- **Your instructions**
Give the lines again exactly as they appear, beginning at the one with "column 195, row 495" and ending at the last line of the records.

- **Dataset entries**
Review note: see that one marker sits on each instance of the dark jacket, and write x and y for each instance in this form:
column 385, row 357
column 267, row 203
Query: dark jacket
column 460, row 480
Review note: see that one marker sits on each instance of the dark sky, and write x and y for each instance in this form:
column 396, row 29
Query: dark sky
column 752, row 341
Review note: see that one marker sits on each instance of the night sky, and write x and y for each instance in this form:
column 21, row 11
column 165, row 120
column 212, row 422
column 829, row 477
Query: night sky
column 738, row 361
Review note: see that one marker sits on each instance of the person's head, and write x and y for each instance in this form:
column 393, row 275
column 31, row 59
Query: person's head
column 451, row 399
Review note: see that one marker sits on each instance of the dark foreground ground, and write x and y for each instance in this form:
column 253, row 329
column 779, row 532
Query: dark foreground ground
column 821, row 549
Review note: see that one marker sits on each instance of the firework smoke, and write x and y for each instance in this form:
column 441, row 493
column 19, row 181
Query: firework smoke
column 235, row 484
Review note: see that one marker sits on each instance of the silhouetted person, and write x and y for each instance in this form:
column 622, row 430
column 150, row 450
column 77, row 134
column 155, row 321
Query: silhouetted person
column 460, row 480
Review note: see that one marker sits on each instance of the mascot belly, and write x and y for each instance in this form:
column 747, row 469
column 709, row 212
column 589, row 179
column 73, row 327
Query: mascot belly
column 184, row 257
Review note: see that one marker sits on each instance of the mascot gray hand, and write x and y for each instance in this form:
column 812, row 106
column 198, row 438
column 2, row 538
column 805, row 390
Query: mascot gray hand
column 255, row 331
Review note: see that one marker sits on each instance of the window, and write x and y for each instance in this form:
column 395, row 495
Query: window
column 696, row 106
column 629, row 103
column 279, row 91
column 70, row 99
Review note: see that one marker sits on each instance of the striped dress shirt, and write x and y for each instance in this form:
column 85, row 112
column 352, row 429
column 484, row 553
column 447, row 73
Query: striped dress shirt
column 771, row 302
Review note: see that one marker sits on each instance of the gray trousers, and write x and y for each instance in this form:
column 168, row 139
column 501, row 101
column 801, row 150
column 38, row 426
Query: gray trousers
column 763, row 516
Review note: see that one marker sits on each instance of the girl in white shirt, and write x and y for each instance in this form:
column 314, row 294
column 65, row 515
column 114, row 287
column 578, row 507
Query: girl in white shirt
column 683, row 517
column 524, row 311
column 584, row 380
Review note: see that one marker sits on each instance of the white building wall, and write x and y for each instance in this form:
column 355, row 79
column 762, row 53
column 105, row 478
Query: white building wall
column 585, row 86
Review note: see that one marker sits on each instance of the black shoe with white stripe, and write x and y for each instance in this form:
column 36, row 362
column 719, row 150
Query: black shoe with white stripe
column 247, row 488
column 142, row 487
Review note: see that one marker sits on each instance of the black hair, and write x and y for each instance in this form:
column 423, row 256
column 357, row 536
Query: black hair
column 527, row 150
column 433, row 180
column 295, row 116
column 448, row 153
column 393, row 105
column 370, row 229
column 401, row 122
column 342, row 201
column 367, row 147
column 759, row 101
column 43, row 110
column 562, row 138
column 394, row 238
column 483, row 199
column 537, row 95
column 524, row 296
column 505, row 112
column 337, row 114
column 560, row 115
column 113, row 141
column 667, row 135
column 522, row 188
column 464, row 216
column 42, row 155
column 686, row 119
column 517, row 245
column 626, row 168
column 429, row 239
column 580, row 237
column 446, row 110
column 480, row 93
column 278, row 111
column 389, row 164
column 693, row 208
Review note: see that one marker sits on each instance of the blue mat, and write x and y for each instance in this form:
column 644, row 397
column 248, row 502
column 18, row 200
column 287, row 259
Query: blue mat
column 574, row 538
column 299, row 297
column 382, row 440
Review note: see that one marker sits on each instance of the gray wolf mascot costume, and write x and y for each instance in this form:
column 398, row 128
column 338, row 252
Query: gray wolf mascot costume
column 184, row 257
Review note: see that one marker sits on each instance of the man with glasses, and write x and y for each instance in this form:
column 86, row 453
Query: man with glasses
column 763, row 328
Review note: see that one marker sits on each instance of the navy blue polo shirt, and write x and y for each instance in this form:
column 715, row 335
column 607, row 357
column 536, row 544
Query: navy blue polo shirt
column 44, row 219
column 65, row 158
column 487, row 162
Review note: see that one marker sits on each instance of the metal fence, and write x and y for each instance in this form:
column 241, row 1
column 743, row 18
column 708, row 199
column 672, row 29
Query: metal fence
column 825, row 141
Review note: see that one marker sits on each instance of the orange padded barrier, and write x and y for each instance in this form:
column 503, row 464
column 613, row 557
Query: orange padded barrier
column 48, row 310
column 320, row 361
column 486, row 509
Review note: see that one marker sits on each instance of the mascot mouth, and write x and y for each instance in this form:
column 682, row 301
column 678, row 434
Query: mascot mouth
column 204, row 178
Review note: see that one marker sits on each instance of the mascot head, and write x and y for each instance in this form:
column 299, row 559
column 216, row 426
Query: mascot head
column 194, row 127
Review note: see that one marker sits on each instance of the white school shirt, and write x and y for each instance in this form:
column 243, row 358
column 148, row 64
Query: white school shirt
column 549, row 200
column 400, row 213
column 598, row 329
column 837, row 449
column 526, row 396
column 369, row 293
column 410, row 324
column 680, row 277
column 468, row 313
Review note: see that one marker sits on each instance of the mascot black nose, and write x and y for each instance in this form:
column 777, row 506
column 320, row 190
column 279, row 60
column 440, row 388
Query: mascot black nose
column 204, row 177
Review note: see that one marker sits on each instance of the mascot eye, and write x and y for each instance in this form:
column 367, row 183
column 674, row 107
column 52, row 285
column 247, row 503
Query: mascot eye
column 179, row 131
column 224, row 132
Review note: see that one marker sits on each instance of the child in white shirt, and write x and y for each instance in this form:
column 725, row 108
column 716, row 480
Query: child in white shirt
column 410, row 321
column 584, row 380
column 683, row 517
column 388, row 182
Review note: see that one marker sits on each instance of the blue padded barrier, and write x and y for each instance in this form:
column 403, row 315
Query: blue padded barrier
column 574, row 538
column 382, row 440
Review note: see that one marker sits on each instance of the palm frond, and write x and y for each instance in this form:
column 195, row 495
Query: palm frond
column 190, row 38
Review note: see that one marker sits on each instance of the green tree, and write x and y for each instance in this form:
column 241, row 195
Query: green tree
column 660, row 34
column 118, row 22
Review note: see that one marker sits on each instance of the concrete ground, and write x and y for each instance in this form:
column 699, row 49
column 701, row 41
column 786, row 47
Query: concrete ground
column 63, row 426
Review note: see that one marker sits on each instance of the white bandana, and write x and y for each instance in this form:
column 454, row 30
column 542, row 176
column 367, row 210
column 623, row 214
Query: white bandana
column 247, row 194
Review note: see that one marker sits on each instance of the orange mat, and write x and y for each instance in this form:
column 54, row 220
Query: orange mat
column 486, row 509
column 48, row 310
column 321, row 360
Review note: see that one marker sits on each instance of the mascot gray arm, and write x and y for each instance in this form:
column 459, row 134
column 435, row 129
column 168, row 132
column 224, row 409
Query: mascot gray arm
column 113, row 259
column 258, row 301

- **Answer below**
column 195, row 495
Query: palm frond
column 190, row 38
Review note: see that one marker sits on each instance of the green tree, and write x and y for each instance in this form:
column 241, row 195
Query: green tree
column 660, row 34
column 118, row 22
Review note: see that one marker sits on each instance of the concrete ground, and write x and y for each instance in this form:
column 699, row 49
column 701, row 41
column 786, row 47
Query: concrete ground
column 63, row 426
Review note: see that one marker sits on each instance of the white bandana, and write x and y for each instance in this form:
column 454, row 30
column 542, row 176
column 367, row 210
column 623, row 214
Query: white bandana
column 247, row 194
Review note: see that one marker sits on each instance of the orange mat, and write x and y for each instance in this form:
column 54, row 220
Query: orange mat
column 486, row 509
column 48, row 310
column 321, row 360
Review note: see that one marker sits on each instance of the mascot gray arm, and write x and y for each instance in this form:
column 459, row 134
column 435, row 129
column 168, row 132
column 224, row 409
Query: mascot gray arm
column 113, row 259
column 258, row 301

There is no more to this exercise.